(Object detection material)
============
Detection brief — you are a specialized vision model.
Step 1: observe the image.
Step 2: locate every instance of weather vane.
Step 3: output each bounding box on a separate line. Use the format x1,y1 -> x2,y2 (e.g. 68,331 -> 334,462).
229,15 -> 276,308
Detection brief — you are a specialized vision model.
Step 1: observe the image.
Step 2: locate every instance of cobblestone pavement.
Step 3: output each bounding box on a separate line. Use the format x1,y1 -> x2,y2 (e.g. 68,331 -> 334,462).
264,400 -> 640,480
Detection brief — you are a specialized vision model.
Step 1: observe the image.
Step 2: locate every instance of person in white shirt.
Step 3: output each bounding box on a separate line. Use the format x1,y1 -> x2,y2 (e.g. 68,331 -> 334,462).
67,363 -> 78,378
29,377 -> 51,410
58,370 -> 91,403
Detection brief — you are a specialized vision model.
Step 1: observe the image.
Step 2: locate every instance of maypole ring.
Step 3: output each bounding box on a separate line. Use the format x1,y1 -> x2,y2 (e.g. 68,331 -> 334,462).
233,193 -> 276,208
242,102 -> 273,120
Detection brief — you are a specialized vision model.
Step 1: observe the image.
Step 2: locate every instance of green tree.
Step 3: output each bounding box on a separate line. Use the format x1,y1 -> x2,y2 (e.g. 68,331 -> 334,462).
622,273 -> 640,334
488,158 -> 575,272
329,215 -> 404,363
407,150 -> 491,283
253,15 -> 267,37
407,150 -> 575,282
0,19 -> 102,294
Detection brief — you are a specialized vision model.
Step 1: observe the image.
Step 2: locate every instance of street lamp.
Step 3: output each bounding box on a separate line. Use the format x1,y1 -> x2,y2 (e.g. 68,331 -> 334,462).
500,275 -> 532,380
============
* [Task to complete] Rewrite the material above, replacing "Detection brief" with "Detection task" everywhere it appears and leaving the rest unchanged.

* [Full output]
Detection task — you are a specialized vision model.
Step 1: observe the image.
Step 2: locate every instance of weather vane.
Step 3: output each bounding box on a separate line. Use the format x1,y1 -> x2,y2 (e.g. 68,331 -> 334,462).
229,15 -> 276,308
Detection task — you are a specialized vision model.
Step 1: observe the image.
Step 2: locate every instance of cobblestone pavement.
Step 3: output each bounding box on a separate line. Use the format x1,y1 -> x2,y2 (e.g. 68,331 -> 334,462).
264,400 -> 640,480
Detection task — you are a specialized vision model.
Step 1: observe the image.
Step 2: locate every instance of person in white shirt.
Step 3: output each bounding box on a separate line. Use the format x1,y1 -> x2,y2 (e.g. 68,331 -> 334,462).
67,363 -> 78,378
29,377 -> 51,410
58,370 -> 91,403
Detection task — you are a specialized vision model.
Step 1: observe the image.
Step 2: locate every instance of maypole ring.
Step 3: output each bounding box on a separate line. Use the format x1,y1 -> x2,y2 (e.g. 68,331 -> 334,462).
233,193 -> 276,208
242,102 -> 273,120
Detection task — you are a specialized vision model.
Step 1: observe the image.
Step 2: locate every instance of green tree.
Step 3: output each bounding box on a separate line. Use the format x1,y1 -> x2,y2 (e.g. 68,331 -> 334,462).
622,273 -> 640,334
488,158 -> 575,272
329,215 -> 404,363
407,150 -> 491,283
253,15 -> 267,37
407,150 -> 575,282
0,19 -> 102,294
Detection task — you are a specialized vision model.
Step 1: observe the image.
Step 2: locate every instance of street lamp.
Step 3: output each bounding box on a separate line. Use the format x1,y1 -> x2,y2 (e.g. 68,331 -> 334,462).
500,275 -> 532,380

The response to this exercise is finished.